* _Task instructions_
Write the next part of the mailing-list post about testing nbdkit with VDDK, starting right after its last sentence.

[Libguestfs] nbdkit, VDDK, extents, readahead, etc

Martin Kletzander mkletzan at redhat.com
Fri Apr 12 13:52:58 UTC 2019


On Thu, Apr 11, 2019 at 06:55:55PM +0100, Richard W.M. Jones wrote:
>As I've spent really too long today investigating this, I want to
>document this in a public email, even though there's nothing really
>that interesting here.  One thing you find from search for VDD 6.7 /
>VixDiskLib_QueryAllocatedBlocks issues with Google is that we must be
>one of the very few users out there.  And the other thing is that it's
>quite broken.
>
>All testing was done using two baremetal servers connected back to
>back through a gigabit ethernet switch.  I used upstream qemu and
>nbdkit from git as of today.  I used a single test Fedora guest with a
>16G thin provisioned disk with about 1.6G allocated.

* _Stored records_
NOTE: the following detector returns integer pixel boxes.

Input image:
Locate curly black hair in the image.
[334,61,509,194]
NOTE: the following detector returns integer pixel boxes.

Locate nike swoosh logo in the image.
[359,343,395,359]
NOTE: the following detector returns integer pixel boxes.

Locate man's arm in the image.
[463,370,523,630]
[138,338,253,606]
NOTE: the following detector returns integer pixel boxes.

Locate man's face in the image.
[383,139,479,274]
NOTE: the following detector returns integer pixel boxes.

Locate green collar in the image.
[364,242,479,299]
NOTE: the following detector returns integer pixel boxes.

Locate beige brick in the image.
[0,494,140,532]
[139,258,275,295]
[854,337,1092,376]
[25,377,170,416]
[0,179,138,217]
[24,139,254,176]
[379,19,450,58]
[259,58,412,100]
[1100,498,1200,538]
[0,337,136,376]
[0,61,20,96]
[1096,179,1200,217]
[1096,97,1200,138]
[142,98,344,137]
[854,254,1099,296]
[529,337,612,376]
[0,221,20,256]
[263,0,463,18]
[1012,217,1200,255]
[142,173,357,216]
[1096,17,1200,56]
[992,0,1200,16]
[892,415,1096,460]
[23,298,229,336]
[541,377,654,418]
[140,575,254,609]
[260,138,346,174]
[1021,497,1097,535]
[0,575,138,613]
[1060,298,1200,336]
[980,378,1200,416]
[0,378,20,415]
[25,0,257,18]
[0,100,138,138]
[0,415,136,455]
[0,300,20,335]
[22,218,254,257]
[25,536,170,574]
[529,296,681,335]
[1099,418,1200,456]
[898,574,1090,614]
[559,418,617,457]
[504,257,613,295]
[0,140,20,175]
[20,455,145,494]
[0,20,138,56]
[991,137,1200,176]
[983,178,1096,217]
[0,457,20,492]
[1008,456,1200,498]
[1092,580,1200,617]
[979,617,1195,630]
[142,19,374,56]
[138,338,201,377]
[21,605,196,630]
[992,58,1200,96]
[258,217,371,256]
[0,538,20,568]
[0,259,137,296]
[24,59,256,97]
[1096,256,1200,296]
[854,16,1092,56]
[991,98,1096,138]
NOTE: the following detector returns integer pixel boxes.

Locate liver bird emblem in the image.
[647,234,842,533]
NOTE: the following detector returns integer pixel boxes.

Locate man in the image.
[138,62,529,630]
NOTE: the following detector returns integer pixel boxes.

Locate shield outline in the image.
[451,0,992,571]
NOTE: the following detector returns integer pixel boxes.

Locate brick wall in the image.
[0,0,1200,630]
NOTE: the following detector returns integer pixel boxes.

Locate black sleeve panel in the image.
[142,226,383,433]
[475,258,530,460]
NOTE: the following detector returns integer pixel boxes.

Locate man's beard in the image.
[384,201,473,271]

* _Exercise answer_
>
>Observations:
>
>(1) VDDK hangs for a really long time when using the nbdkit --run
>    option.
>
>It specifically hangs for exactly 120 seconds doing:
>
>  nbdkit: debug: VixDiskLib: Resolve host.
>
>This seems to be a bug in VDDK, possibly connected with the fact that
>we fork after initializing VDDK but before doing the
>VixDiskLib_ConnectEx.  I suspect it's something to do with the PID
>changing.
>
>It would be fair to deduct 2 minutes from all timings below.
>

Is the PID changed because you want to exec from the parent (where the init is
done), but all the other calls are done in the child? Is that the case so that
nbdkit is part of the process that someone spawned? I'm asking just to know if
something can be done about it.

>(2) VDDK cannot use VixDiskLib_QueryAllocatedBlocks if the disk is
>opened for writes.  It fails with this uninformative error:
>
>  nbdkit: vddk[1]: error: [NFC ERROR] NfcFssrvrProcessErrorMsg: received NFC error 13 from server: NfcFssrvrOpen: Failed to open '[datastore1] Fedora 28/Fedora 28.vmdk'
>  nbdkit: vddk[1]: error: [NFC ERROR] NfcFssrvrClientOpen: received unexpected message 4 from server
>  nbdkit: vddk[1]: debug: VixDiskLib: Detected DiskLib error 290 (NBD_ERR_GENERIC).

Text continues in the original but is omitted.